== Given passage ==
-------

Incidentally, it was also in Lithuania where I became a Bundist and it was also in Lithuania where I had the privilege to see the first “fruit of my pen.” True, it was very green and a very small fruit, but…

Short and good, Lithuania had in me, without any doubt, a great part, but I cannot boast that I had even a small part in Lithuania. But if I could not have a part in the living, creative Lithuania, let me at least have a part in the spiritual monuments that are being erected for the dead Lithuania.

About the dead, the most appropriate things to write are memories. I will here, therefore, provide several memories of my last two visits to Lithuania.

It is usually accepted that we should only extol the virtues of the dead. I disagree with this precept. I believe that it is better to describe the virtues of the living because they can gain something from it. But we can tell the truth about the dead because it does not harm them in any way.

My First Visit

In 1921 I decided to travel to look at the old world; how it looked after the war.

Among all the countries that I decided to visit on my trip, Lithuania, the Eretz-Yisroel in exile, as we tried to name it, was one of the most important, almost as important as Eretz-Yisroel.

If Eretz-Yisroel wanted to see the romantic Jew in me, Lithuania wanted to see the national Bundist in me. I, then still in my good Bundist years, dreamed so much about Jewish cultural-national autonomy. And here was a country where the Jews received such autonomy, so how does one not travel to see it?

True, Jewish autonomy in Lithuania, about which I read so much, was not something excessively splendid. Not what my Bundism desired. But, even with the kind of face autonomy did not have, it was still the first modern Jewish cultural, national autonomy and one had to see how it looked.

And because of Jewish national autonomy, to me the entire Lithuanian country became interesting. Lithuania, a country and, yes, what a country! An ideal democracy with equality, freedom and brotherhood and Jews lived there as in the Garden of Eden, as in a true Eretz-Yisroel. I read it so many times in the official reports from the Jewish Ministry.

-------

== Required task ==
Answer these questions using the passage on Lithuania:
1. In what year did the writer decide to travel to see the old world?
2. What name does the passage say was given to Lithuania?
3. Where did the writer read that Jews in Lithuania lived as in the Garden of Eden?

== Available data ==
-------

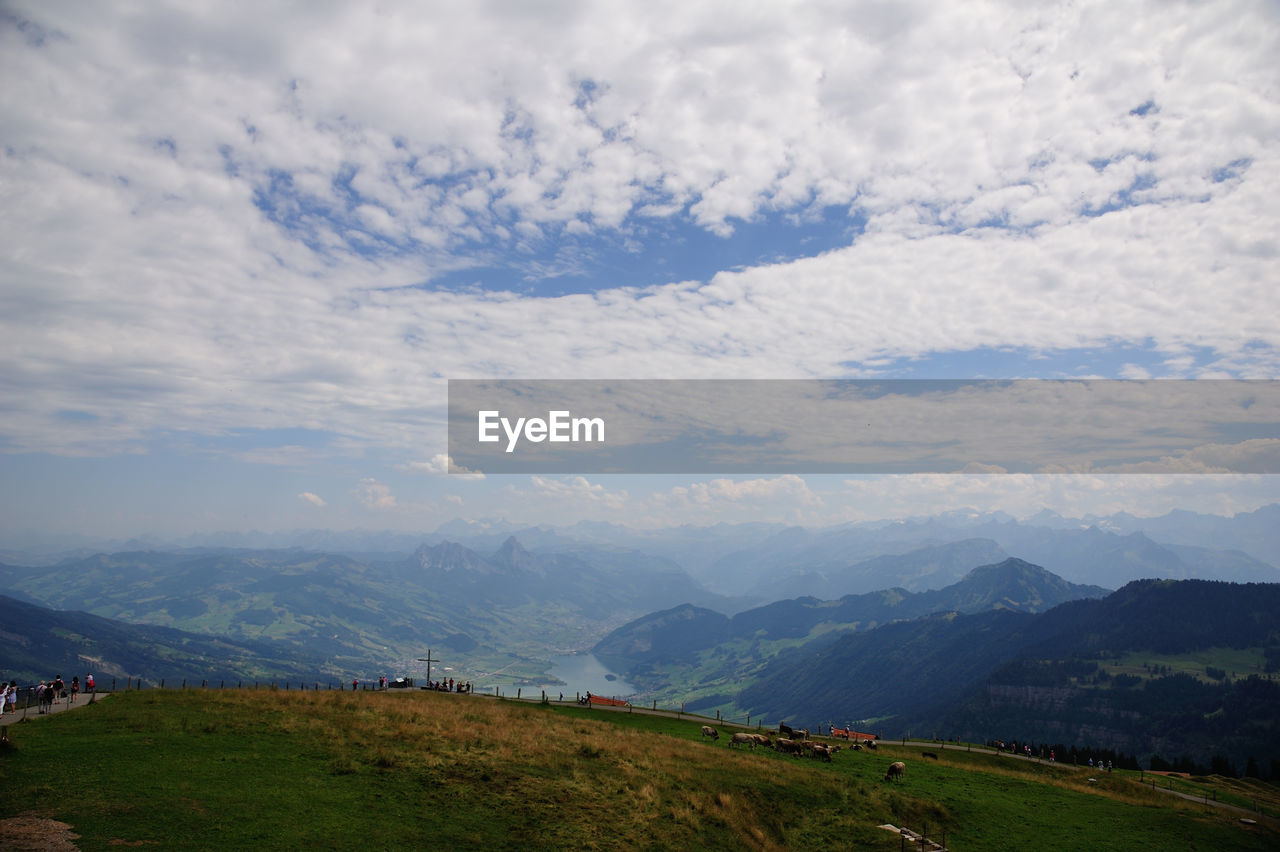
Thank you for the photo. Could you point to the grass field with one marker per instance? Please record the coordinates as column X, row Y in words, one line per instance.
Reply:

-------

== Task answer ==
1. 1921
2. The Eretz-Yisroel in exile
3. In the official reports from the Jewish Ministry